● WHAT YOU ARE ASKED TO DO: Output should begin at the line holding "In this exercise you will find the concrete" and end at the last line of the entries; print those lines verbatim and no others.

DATA IN THIS EXERCISE Block Start

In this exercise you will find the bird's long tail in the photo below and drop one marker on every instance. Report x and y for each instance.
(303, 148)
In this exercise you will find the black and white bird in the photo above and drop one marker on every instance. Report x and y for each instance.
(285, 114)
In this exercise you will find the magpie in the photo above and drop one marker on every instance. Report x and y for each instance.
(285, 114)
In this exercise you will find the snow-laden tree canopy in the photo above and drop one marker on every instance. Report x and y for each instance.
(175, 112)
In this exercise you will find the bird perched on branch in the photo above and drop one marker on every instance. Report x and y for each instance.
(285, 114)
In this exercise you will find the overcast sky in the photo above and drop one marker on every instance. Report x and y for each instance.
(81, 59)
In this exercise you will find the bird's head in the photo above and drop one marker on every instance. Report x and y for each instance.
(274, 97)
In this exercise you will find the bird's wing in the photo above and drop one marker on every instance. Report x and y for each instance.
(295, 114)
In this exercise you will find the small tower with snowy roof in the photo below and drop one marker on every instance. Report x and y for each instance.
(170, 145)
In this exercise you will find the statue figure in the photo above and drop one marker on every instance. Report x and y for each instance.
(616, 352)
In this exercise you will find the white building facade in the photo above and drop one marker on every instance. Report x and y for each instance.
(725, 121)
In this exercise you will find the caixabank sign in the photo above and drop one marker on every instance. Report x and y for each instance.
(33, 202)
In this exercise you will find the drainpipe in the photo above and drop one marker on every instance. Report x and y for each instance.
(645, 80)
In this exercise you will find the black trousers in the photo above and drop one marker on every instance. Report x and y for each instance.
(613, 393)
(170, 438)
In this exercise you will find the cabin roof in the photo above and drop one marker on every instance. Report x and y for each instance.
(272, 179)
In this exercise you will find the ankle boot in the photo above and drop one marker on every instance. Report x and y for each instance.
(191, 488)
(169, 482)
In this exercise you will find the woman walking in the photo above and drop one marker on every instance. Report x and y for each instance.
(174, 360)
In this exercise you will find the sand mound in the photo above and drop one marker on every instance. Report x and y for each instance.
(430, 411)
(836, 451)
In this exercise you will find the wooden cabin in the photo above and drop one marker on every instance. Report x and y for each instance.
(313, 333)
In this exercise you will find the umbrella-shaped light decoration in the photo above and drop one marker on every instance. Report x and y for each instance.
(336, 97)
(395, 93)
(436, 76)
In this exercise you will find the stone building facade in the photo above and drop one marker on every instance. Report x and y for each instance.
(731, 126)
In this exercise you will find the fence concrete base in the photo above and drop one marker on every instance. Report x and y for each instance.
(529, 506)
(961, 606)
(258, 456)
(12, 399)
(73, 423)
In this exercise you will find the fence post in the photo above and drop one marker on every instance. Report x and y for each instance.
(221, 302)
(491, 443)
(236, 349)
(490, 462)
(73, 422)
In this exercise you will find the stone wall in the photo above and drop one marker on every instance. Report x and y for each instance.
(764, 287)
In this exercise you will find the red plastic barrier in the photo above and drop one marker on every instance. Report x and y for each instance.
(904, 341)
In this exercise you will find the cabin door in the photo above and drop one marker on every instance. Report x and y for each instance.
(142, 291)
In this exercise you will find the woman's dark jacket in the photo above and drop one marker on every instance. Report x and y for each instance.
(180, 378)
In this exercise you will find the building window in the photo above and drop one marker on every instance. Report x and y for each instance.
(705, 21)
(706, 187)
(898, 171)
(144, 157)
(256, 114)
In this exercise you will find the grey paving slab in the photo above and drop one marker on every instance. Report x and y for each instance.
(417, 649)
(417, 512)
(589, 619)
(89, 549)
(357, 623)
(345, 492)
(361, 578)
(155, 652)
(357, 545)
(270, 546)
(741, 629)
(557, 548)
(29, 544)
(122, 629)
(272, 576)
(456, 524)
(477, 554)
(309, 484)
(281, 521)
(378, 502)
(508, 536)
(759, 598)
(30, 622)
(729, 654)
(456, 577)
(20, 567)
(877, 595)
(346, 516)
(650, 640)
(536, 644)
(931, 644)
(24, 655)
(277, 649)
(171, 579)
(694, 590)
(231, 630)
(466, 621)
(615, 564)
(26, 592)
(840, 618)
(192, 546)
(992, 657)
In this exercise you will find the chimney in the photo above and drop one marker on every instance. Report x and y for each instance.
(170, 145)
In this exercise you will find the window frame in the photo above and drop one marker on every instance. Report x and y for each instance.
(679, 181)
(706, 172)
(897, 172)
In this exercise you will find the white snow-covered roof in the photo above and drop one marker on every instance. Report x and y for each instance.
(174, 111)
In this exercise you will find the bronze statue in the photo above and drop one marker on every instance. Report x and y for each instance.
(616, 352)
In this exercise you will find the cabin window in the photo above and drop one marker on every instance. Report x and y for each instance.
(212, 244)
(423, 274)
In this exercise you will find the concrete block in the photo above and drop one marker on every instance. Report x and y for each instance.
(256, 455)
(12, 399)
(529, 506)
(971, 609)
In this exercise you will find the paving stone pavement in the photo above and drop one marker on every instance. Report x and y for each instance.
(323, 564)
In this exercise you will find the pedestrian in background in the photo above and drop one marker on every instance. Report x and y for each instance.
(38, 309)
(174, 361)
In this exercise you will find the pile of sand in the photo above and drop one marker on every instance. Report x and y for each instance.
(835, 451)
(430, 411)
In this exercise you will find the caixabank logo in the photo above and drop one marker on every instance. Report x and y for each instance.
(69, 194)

DATA IN THIS EXERCISE Block End

● ANSWER TO THE EXERCISE:
In this exercise you will find the concrete block in the photo above and drop one marker on every instance. Report x and y for each instance.
(256, 455)
(12, 399)
(529, 506)
(971, 609)
In this exercise you will find the paving stone pavement in the photo above and drop one marker on every instance. Report x and y for each instance.
(323, 564)
In this exercise you will find the pedestrian in background in the photo above and drop one marker on every instance. Report x and y for each instance.
(38, 309)
(174, 361)
In this exercise you will find the pile of sand in the photo above and drop one marker on every instance. Report x and y for each instance.
(835, 451)
(430, 411)
In this exercise you will find the caixabank logo in the photo above and drop one marker on every instance. Report x and y for each instance.
(69, 194)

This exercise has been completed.